| Challenge |
Copy each line exactly. Drop every picture.
★ ★ ★ ★
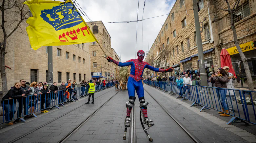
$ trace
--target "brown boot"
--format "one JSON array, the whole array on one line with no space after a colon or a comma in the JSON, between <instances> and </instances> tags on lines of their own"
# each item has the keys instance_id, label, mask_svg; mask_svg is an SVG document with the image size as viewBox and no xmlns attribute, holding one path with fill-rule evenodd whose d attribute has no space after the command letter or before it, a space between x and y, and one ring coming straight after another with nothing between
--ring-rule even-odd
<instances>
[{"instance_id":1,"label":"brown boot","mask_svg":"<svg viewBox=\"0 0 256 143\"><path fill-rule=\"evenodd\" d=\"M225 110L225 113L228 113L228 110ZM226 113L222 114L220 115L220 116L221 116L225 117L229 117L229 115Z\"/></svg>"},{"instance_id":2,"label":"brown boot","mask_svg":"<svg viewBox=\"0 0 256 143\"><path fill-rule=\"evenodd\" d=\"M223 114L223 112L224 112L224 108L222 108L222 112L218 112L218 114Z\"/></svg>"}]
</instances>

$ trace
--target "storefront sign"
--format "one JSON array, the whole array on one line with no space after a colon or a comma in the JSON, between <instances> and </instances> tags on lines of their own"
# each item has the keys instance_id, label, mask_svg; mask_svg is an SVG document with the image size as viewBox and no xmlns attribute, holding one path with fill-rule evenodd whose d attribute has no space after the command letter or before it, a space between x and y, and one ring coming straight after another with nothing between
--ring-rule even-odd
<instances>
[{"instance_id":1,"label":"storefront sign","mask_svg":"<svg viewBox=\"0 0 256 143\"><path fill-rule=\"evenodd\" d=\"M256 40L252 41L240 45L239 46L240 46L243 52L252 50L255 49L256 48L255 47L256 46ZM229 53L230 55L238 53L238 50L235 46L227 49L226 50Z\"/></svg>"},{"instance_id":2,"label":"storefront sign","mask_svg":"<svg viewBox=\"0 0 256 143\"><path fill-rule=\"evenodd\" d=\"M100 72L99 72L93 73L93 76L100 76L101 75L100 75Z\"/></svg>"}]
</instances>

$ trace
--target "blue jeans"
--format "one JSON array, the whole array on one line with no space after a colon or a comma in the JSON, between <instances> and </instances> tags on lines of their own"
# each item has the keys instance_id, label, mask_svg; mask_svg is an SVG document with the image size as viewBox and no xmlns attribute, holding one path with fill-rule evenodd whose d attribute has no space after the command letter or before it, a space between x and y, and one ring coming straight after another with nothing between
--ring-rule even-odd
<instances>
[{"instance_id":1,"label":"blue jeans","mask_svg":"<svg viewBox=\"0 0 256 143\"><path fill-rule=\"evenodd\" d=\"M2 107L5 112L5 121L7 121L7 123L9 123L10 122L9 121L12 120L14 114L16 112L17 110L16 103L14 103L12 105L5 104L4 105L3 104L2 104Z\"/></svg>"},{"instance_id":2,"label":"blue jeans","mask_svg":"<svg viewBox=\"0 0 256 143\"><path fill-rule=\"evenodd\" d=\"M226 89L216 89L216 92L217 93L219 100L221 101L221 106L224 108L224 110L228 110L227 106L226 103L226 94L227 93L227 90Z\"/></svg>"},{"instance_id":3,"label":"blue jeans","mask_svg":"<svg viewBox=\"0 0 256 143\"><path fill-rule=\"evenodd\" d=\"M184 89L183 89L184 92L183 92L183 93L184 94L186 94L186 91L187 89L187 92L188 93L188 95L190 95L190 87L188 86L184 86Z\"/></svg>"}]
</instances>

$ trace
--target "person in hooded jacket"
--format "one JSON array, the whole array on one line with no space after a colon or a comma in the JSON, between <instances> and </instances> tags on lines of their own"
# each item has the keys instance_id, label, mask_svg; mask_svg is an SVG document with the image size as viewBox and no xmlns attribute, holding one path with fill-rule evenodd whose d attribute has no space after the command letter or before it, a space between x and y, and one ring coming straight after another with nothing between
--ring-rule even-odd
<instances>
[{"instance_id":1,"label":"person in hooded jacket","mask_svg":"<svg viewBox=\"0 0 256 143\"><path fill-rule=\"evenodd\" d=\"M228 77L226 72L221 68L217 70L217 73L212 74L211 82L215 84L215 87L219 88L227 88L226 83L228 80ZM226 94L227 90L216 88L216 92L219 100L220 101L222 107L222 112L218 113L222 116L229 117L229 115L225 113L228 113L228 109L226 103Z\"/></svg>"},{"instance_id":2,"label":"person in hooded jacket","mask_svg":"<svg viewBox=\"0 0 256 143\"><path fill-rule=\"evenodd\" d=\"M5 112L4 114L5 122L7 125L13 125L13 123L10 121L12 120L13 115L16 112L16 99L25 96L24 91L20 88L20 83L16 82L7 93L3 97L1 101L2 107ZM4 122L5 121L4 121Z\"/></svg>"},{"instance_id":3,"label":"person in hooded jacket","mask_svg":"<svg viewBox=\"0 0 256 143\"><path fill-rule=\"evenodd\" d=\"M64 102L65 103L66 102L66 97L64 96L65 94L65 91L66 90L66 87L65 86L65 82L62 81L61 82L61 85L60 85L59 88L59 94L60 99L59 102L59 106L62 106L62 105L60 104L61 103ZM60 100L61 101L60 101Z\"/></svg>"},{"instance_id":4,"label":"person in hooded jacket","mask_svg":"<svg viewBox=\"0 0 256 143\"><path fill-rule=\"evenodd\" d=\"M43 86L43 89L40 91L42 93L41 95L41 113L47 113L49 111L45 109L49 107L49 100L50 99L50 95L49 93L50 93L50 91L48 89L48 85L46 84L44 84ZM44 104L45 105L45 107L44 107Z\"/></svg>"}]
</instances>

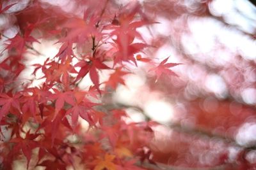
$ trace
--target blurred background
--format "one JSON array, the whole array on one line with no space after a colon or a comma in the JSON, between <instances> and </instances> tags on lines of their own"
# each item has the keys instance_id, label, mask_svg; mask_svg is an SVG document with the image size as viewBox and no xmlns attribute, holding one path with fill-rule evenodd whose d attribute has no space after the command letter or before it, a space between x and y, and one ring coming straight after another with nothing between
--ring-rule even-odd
★ ★ ★ ★
| The output |
$ trace
--target "brown boot"
--format "one JSON array, the whole array on one line with no space after a colon or a comma in the JSON, between <instances> and </instances> tags on lines of their own"
# each item has the keys instance_id, label, mask_svg; mask_svg is an SVG document with the image size as viewBox and no xmlns attribute, holding one path with fill-rule evenodd whose d attribute has no space after the command letter or before it, a space between x and y, and one ring coming straight after another with nothing between
--ring-rule even-odd
<instances>
[{"instance_id":1,"label":"brown boot","mask_svg":"<svg viewBox=\"0 0 256 143\"><path fill-rule=\"evenodd\" d=\"M225 110L225 113L228 113L228 110ZM226 113L222 114L220 115L220 116L221 116L225 117L229 117L229 115Z\"/></svg>"},{"instance_id":2,"label":"brown boot","mask_svg":"<svg viewBox=\"0 0 256 143\"><path fill-rule=\"evenodd\" d=\"M223 114L223 112L224 112L224 108L222 108L222 112L218 112L218 114Z\"/></svg>"}]
</instances>

$ trace
--target "storefront sign"
--format "one JSON array, the whole array on one line with no space after a colon or a comma in the JSON, between <instances> and </instances> tags on lines of their own"
# each item has the keys instance_id, label, mask_svg; mask_svg is an SVG document with the image size as viewBox and no xmlns attribute, holding one path with fill-rule evenodd whose d attribute has no space after the command letter or before it, a space between x and y, and one ring coming straight after another with nothing between
--ring-rule even-odd
<instances>
[{"instance_id":1,"label":"storefront sign","mask_svg":"<svg viewBox=\"0 0 256 143\"><path fill-rule=\"evenodd\" d=\"M256 40L252 41L240 45L239 46L240 46L243 52L252 50L255 49L256 48L255 47L256 46ZM229 53L230 55L238 53L238 50L235 46L227 49L226 50Z\"/></svg>"},{"instance_id":2,"label":"storefront sign","mask_svg":"<svg viewBox=\"0 0 256 143\"><path fill-rule=\"evenodd\" d=\"M100 72L99 72L93 73L93 76L100 76L101 75L100 75Z\"/></svg>"}]
</instances>

$ trace
--target "blue jeans"
--format "one JSON array, the whole array on one line with no space after a colon or a comma in the JSON, between <instances> and </instances> tags on lines of their own"
# each item has the keys instance_id, label, mask_svg; mask_svg is an SVG document with the image size as viewBox and no xmlns attribute, holding one path with fill-rule evenodd whose d attribute has no space after the command letter or before it, a space between x and y, and one ring coming straight after another with nothing between
--ring-rule even-odd
<instances>
[{"instance_id":1,"label":"blue jeans","mask_svg":"<svg viewBox=\"0 0 256 143\"><path fill-rule=\"evenodd\" d=\"M2 107L5 112L5 121L7 121L7 123L9 123L10 122L9 121L12 120L14 114L16 112L17 110L16 103L14 103L12 105L5 104L4 105L3 104L2 104Z\"/></svg>"},{"instance_id":2,"label":"blue jeans","mask_svg":"<svg viewBox=\"0 0 256 143\"><path fill-rule=\"evenodd\" d=\"M226 89L216 89L216 92L217 93L219 100L221 101L221 106L224 108L224 110L228 110L227 106L226 103L226 94L227 93L227 90Z\"/></svg>"},{"instance_id":3,"label":"blue jeans","mask_svg":"<svg viewBox=\"0 0 256 143\"><path fill-rule=\"evenodd\" d=\"M184 89L183 89L184 92L183 92L183 93L184 94L186 94L186 91L187 89L187 92L188 93L188 95L190 95L190 87L188 86L184 86Z\"/></svg>"}]
</instances>

$ trace
--target "person in hooded jacket"
--format "one JSON array, the whole array on one line with no space after a colon or a comma in the JSON, between <instances> and </instances> tags on lines of their own"
# each item has the keys instance_id, label, mask_svg; mask_svg is an SVG document with the image size as viewBox and no xmlns attribute, holding one path with fill-rule evenodd whose d attribute has no space after the command letter or before it, a space between x and y, and one ring coming straight after another with nothing between
--ring-rule even-odd
<instances>
[{"instance_id":1,"label":"person in hooded jacket","mask_svg":"<svg viewBox=\"0 0 256 143\"><path fill-rule=\"evenodd\" d=\"M228 77L226 72L221 68L217 70L217 73L212 74L211 82L215 84L215 87L219 88L227 88L226 83L228 80ZM226 94L227 90L216 88L216 92L219 100L220 101L222 107L222 112L218 113L222 116L229 117L229 115L225 113L228 113L228 109L226 103Z\"/></svg>"},{"instance_id":2,"label":"person in hooded jacket","mask_svg":"<svg viewBox=\"0 0 256 143\"><path fill-rule=\"evenodd\" d=\"M5 112L4 114L5 122L7 125L13 125L13 123L10 121L12 120L13 115L16 112L16 99L25 96L24 91L20 88L20 83L16 82L7 93L3 97L1 101L2 107ZM4 122L5 121L4 121Z\"/></svg>"},{"instance_id":3,"label":"person in hooded jacket","mask_svg":"<svg viewBox=\"0 0 256 143\"><path fill-rule=\"evenodd\" d=\"M64 102L65 103L66 102L66 97L64 96L65 94L65 91L66 90L66 87L65 86L65 82L62 81L61 82L61 85L60 85L59 88L59 94L60 99L59 102L59 106L62 106L62 105L60 104L61 103ZM60 100L61 101L60 101Z\"/></svg>"},{"instance_id":4,"label":"person in hooded jacket","mask_svg":"<svg viewBox=\"0 0 256 143\"><path fill-rule=\"evenodd\" d=\"M43 86L43 89L40 91L42 93L41 95L41 113L47 113L49 111L45 109L49 107L49 100L50 99L50 95L49 93L50 93L50 91L48 89L48 85L46 84L44 84ZM44 104L45 105L45 107L44 107Z\"/></svg>"}]
</instances>

$ trace
--target blurred background
--format "one JSON array, the whole array on one line with no space after a colon or a comma in the JSON, between <instances> and </instances> tags on lines of their own"
# each item has the keys instance_id, label, mask_svg; mask_svg is an SVG document with the image size as viewBox and no xmlns attribute, holding one path with fill-rule evenodd whose d attribute has no space after the command letter or before it, a space between x and y, and one ring coming straight after another with nothing between
--ring-rule even-odd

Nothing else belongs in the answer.